DESCRIPTION OF THE TASK:
Gather every line in the items below that contains the word "wall", and copy each such line in full.

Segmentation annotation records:
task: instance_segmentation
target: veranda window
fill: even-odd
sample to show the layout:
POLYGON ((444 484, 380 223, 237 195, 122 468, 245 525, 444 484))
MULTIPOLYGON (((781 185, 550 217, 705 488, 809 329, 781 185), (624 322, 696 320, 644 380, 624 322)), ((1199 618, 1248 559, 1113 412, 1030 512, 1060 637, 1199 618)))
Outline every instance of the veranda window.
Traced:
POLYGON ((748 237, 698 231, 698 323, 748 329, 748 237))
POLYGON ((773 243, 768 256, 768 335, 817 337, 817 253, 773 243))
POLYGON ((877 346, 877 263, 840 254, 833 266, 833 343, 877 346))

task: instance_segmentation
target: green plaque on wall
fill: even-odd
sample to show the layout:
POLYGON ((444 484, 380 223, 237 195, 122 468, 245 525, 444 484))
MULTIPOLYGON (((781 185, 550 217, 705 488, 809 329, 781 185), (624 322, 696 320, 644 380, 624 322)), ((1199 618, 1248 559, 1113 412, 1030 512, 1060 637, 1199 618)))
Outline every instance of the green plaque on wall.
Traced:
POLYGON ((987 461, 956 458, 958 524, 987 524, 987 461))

...

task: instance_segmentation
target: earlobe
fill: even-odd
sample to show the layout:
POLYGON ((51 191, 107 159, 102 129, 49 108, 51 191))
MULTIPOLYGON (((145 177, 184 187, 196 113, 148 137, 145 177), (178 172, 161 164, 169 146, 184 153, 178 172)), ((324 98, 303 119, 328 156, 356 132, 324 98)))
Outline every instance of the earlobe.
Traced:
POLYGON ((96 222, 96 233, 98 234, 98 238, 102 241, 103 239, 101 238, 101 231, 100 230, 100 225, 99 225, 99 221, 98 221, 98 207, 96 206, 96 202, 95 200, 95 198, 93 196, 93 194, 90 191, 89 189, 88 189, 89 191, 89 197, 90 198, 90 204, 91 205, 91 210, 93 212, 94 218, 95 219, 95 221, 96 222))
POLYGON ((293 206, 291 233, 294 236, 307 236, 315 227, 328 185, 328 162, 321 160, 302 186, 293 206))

EXPECTED OUTPUT:
target: green plaque on wall
Outline every instance of the green plaque on wall.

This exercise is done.